Ejercicios para resolver ->
1. Según el texto sobre la muerte, ¿qué cosas miramos desde la cima de un valle porque le gustan a nuestro cerebro? Nómbralas todas.
2. Reproduce del texto sobre la muerte todo lo que va desde "La muerte a" hasta "de la naturaleza.", sin cambiar nada.
3. Prosigue el texto sobre la muerte a partir de su última oración.

Selección ->
- - -

La muerte a campo abierto. La muerte descubierta, en exhibición para el ojo del mundo.

«Todo mundo muere», dice LT. O mejor: todo lo vivo en el mundo, muere. Pero el género humano no quiere o no puede ver eso; prefiere refugiarse en el cuarto oscuro de la abstracción. Aún cuando estemos en la cima de un valle y veamos alrededor, miraremos sólo lo que a nuestro cerebro le guste: el río, los árboles, la yerba. Nuestro cerebro no está para ayudarnos a identificar los ciclos de la vida y de la muerte, los procesos de desintegración y renovación de la naturaleza.

El doctor Thomas nos explica que hay un billón de billones de insectos en cualquier lapso de tiempo en nuestro planeta, que estos tienen una vida corta. De hecho, alguien ha calculado que hay 25 millones de insectos por milla cuadrada en una columna que sube al cielo, similar al plankton marino. Esos insectos mueren; unos son comidos, otros, muy pequeños, caen desintegrados a la tierra. Para nosotros pertenecen al mundo que no vemos, que por ello ignoramos. Si no los vemos vivos, tampoco los vemos muertos. Pertenecen al mundo de la muerte invisible. Y sin embargo, la respiramos, llegan a nuestra piel. En polvo fino llegan a nuestras calles y a nuestras casas.

- - -

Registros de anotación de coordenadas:
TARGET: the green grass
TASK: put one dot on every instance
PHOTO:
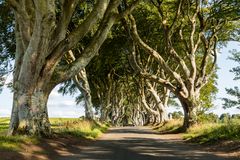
(60, 126)
(205, 132)
(213, 132)
(81, 128)
(12, 142)
(170, 126)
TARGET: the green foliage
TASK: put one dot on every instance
(234, 92)
(61, 126)
(170, 126)
(208, 117)
(225, 117)
(7, 41)
(81, 128)
(14, 142)
(177, 115)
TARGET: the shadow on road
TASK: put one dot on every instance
(135, 144)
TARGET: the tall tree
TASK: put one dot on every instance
(191, 31)
(234, 92)
(42, 38)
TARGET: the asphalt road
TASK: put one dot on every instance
(138, 143)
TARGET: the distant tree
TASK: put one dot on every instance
(208, 117)
(177, 115)
(225, 117)
(235, 116)
(43, 35)
(7, 43)
(234, 92)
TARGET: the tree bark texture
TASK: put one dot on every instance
(42, 39)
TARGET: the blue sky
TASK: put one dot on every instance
(59, 106)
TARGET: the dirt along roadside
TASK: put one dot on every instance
(123, 143)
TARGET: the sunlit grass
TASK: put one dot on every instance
(205, 132)
(169, 126)
(213, 132)
(60, 126)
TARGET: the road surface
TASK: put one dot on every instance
(137, 143)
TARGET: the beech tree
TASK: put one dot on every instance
(191, 30)
(42, 39)
(234, 92)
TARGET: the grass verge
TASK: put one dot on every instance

- - -

Respuestas del ejercicio ->
1. El río, los árboles y la yerba.

2.
La muerte a campo abierto. La muerte descubierta, en exhibición para el ojo del mundo.

«Todo mundo muere», dice LT. O mejor: todo lo vivo en el mundo, muere. Pero el género humano no quiere o no puede ver eso; prefiere refugiarse en el cuarto oscuro de la abstracción. Aún cuando estemos en la cima de un valle y veamos alrededor, miraremos sólo lo que a nuestro cerebro le guste: el río, los árboles, la yerba. Nuestro cerebro no está para ayudarnos a identificar los ciclos de la vida y de la muerte, los procesos de desintegración y renovación de la naturaleza.

3.
¿Qué ocurre en los animales de mayor tamaño? LT nos dice que ellos también al morir, se ocultan. ¿Quién ha visto una cuota porcentual de pájaros que mueren en un día? ¿O un pájaro muerto por día? Si esto último ocurre, nos sorprenderá al grado de escribir un ensayo acerca de la muerte, como me ocurrió a mí esta mañana.

Ahora que lo pienso, yo sí he visto palomas muertas en las calles de El Paso, Texas. Pero tal «palomicidio» fue cosa de algún loco que las envenenó. (Las palomas, ya se sabe, son objetos móviles y estorbosos en una ciudad apresurada). He visto insectos aplastados en los fenders de los camiones, en las carreteras. No son «muertes naturales», son más bien «insecticidios».

Lewis Thomas anota ejemplos de la discreción de los animales al sentir la agonía: en nuestras ciudades las ardillas y los pájaros corren a ocultarse en cuanto sienten el llamado de la muerte. Los elefantes emigran a sus cementerios, y si no llegan, son arrastrados por sus familiares hasta el sitio secreto donde deben quedar.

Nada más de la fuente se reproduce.